## WHAT YOU SHOULD DO
Retype all of the entries below, keeping every line identical to the original.

Data entries
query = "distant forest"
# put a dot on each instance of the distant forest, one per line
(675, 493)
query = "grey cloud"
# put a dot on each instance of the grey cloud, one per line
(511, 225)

## RESULT
query = "distant forest"
# put a dot on each instance of the distant forest, one per line
(675, 493)
query = "grey cloud"
# put a dot on each instance of the grey cloud, one per line
(511, 225)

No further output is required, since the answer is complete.